Okunacak Bölüm —
»»
Bu makalemde hızla gündeme oturan yeni ABD Başkanı Trump’ın beyan ettiği Kanada ve Grönland topraklarını ABD’ye katma talebini, Dünya Ekonomik Forumu’nun 20-24 Şubat 2025 tarihinde Davos, İsviçre’de yaptığı toplantılarda sunduğu farklı bakış açılarını kaynak alarak değerlendirdim.
Bugünlerde tüm gözler kuzeye çevrilmiş durumda. Amerika Birleşik Devletleri Başkanı Donald Trump yaşam standartlarını iyileştirmek amacıyla kuzey komşularını evine kalıcı konuk olarak davet etti! Kanada’yı yeni ABD Eyaleti yapmak ve Grönland’ı mahrecinden çıkararak ABD’nin kamusal malı haline getirmek istediğini beyan etti. Bu durumda dünyanın yeni Jeopolitik şoklara hazır olarak yönetilmesi gündem dahilindedir.
««
Eldeki Veriler —
»»
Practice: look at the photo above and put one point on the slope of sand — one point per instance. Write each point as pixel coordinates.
««
Okunacak bölümden bir kısmı hiç değiştirmeden yazın: "Bugünlerde tüm gözler" sözlerinin geçtiği yerden başlayın, "yönetilmesi gündem dahilindedir." sözlerinden sonra durun. Bu verilerin okunacak bölümle hiçbir ilgisi yok.

Bugünlerde tüm gözler kuzeye çevrilmiş durumda. Amerika Birleşik Devletleri Başkanı Donald Trump yaşam standartlarını iyileştirmek amacıyla kuzey komşularını evine kalıcı konuk olarak davet etti! Kanada’yı yeni ABD Eyaleti yapmak ve Grönland’ı mahrecinden çıkararak ABD’nin kamusal malı haline getirmek istediğini beyan etti. Bu durumda dünyanın yeni Jeopolitik şoklara hazır olarak yönetilmesi gündem dahilindedir.